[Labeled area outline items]

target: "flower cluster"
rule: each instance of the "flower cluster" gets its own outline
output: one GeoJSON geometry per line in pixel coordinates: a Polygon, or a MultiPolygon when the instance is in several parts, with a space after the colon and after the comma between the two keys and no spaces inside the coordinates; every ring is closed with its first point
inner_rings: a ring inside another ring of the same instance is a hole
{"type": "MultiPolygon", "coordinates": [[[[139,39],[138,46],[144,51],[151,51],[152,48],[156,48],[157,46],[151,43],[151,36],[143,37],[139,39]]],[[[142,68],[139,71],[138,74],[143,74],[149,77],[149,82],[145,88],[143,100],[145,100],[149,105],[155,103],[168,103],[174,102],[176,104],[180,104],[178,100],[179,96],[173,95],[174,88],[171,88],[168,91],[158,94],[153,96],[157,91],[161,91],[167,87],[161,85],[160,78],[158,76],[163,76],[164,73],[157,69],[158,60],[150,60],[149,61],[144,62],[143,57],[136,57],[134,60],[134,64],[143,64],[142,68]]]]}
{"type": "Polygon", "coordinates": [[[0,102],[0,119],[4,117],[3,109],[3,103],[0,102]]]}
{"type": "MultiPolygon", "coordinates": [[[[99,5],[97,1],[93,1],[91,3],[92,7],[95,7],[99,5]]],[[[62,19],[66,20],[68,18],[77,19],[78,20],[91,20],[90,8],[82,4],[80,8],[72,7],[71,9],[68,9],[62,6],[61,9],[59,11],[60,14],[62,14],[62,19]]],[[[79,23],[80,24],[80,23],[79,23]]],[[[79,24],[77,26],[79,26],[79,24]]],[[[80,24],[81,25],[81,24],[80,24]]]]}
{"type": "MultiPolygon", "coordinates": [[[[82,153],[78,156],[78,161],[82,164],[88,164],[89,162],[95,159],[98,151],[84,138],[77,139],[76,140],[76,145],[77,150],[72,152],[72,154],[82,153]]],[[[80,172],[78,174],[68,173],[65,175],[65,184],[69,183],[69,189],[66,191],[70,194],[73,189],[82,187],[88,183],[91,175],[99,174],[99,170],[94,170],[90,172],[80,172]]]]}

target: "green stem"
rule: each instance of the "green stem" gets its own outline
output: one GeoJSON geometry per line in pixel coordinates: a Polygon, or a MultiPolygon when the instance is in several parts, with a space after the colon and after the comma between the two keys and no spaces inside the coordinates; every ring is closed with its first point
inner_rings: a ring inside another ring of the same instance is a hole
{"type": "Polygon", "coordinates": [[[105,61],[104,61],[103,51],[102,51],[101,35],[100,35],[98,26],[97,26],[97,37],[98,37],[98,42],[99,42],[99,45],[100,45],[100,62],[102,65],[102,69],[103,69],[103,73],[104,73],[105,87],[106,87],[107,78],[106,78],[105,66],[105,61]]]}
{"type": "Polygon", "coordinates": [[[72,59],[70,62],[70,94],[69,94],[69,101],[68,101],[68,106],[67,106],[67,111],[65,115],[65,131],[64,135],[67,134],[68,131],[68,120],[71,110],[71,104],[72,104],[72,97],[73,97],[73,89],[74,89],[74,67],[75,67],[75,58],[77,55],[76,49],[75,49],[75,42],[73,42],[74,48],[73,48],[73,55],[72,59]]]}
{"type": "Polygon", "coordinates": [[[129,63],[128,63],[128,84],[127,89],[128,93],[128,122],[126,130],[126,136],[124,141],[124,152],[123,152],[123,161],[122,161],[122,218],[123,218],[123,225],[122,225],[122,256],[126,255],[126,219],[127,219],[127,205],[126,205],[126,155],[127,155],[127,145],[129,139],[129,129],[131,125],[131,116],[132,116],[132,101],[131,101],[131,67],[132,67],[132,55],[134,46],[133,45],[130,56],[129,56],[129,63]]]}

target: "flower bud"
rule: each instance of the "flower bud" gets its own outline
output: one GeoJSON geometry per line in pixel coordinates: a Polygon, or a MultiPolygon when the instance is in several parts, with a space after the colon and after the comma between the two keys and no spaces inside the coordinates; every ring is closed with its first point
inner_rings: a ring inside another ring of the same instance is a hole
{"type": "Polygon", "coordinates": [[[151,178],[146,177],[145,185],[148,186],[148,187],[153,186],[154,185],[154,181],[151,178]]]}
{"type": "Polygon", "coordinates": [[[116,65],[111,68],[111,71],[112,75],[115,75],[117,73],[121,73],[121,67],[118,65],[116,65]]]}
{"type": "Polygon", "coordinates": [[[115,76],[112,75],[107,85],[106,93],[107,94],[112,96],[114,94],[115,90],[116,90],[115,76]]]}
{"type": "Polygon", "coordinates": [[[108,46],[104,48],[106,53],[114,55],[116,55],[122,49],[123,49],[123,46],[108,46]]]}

### [To be done]
Return the material exactly as it stands.

### [Response]
target: "flower cluster"
rule: each instance of the "flower cluster" gets its own outline
output: one GeoJSON geometry per line in pixel coordinates: a Polygon, or a MultiPolygon when the instance is in several parts, with a space after the colon and after the comma between the two keys and no spaces inside the coordinates; every ring is closed with its first point
inner_rings: a ring inside another ring of the same instance is a hole
{"type": "MultiPolygon", "coordinates": [[[[139,39],[138,46],[144,51],[151,51],[152,48],[156,48],[157,46],[151,43],[151,36],[143,37],[139,39]]],[[[142,68],[139,71],[138,74],[143,74],[149,77],[149,82],[145,88],[143,100],[145,100],[149,105],[155,103],[168,103],[174,102],[176,104],[180,104],[178,100],[179,96],[173,95],[174,88],[171,88],[168,91],[158,94],[153,96],[157,91],[161,91],[167,87],[161,85],[160,78],[158,76],[163,76],[164,73],[157,69],[158,60],[150,60],[149,61],[144,62],[143,57],[136,57],[134,60],[134,64],[143,64],[142,68]]]]}
{"type": "Polygon", "coordinates": [[[0,102],[0,119],[4,117],[3,109],[3,103],[0,102]]]}
{"type": "MultiPolygon", "coordinates": [[[[99,5],[97,1],[93,1],[91,3],[92,7],[95,7],[99,5]]],[[[62,19],[66,20],[68,18],[77,19],[78,20],[91,20],[90,8],[82,4],[80,8],[72,7],[71,9],[68,9],[62,6],[61,9],[59,11],[60,14],[62,14],[62,19]]],[[[79,23],[80,24],[80,23],[79,23]]],[[[79,24],[77,26],[79,26],[79,24]]],[[[80,24],[81,25],[81,24],[80,24]]]]}
{"type": "MultiPolygon", "coordinates": [[[[82,153],[78,156],[78,161],[82,164],[88,164],[89,162],[95,159],[98,151],[84,138],[77,139],[76,140],[76,145],[77,150],[72,152],[72,154],[82,153]]],[[[80,172],[78,174],[68,173],[65,175],[65,184],[69,183],[69,189],[66,191],[70,194],[73,189],[82,187],[88,183],[91,175],[99,174],[99,170],[94,170],[90,172],[80,172]]]]}

target: "green stem"
rule: each instance of the "green stem" gets its own outline
output: one GeoJSON geometry per line in pixel coordinates: a Polygon, or a MultiPolygon when the instance is in several parts, with a space after the colon and after the comma between the two keys and no spaces inside the coordinates; every ring is closed with its first point
inner_rings: a ring inside another ring of the same instance is a hole
{"type": "Polygon", "coordinates": [[[105,61],[104,61],[103,51],[102,51],[101,35],[100,35],[98,26],[97,26],[97,37],[98,37],[98,42],[99,42],[99,45],[100,45],[100,62],[102,65],[102,69],[103,69],[103,73],[104,73],[105,87],[106,87],[107,78],[106,78],[105,66],[105,61]]]}
{"type": "Polygon", "coordinates": [[[72,59],[70,62],[70,94],[69,94],[69,101],[68,101],[68,106],[67,106],[67,111],[65,115],[65,131],[64,135],[67,134],[68,131],[68,120],[71,110],[71,104],[72,104],[72,97],[73,97],[73,89],[74,89],[74,67],[75,67],[75,58],[77,55],[76,49],[75,49],[75,42],[73,42],[74,48],[73,48],[73,55],[72,59]]]}
{"type": "Polygon", "coordinates": [[[129,63],[128,63],[128,84],[127,89],[128,93],[128,122],[126,130],[126,136],[124,141],[124,152],[123,152],[123,161],[122,161],[122,218],[123,218],[123,225],[122,225],[122,256],[126,255],[126,219],[127,219],[127,205],[126,205],[126,155],[127,155],[127,145],[129,139],[129,129],[131,125],[131,116],[132,116],[132,101],[131,101],[131,67],[132,67],[132,55],[134,46],[133,45],[130,56],[129,56],[129,63]]]}

target: "flower bud"
rule: each instance of the "flower bud" gets its own outline
output: one GeoJSON geometry per line in pixel coordinates: a Polygon, or a MultiPolygon when the instance is in several parts, with a space after the colon and after the comma between the two keys and no spaces inside the coordinates; every ring is closed with its first point
inner_rings: a ring inside another ring of the same instance is a hole
{"type": "Polygon", "coordinates": [[[151,178],[146,177],[145,185],[148,186],[148,187],[153,186],[154,185],[154,181],[151,178]]]}
{"type": "Polygon", "coordinates": [[[116,65],[111,68],[111,71],[112,75],[115,75],[117,73],[121,73],[121,67],[118,65],[116,65]]]}
{"type": "Polygon", "coordinates": [[[115,76],[112,75],[107,85],[106,93],[107,94],[112,96],[114,94],[115,90],[116,90],[115,76]]]}
{"type": "Polygon", "coordinates": [[[108,46],[104,48],[106,53],[114,55],[116,55],[122,49],[123,49],[123,46],[108,46]]]}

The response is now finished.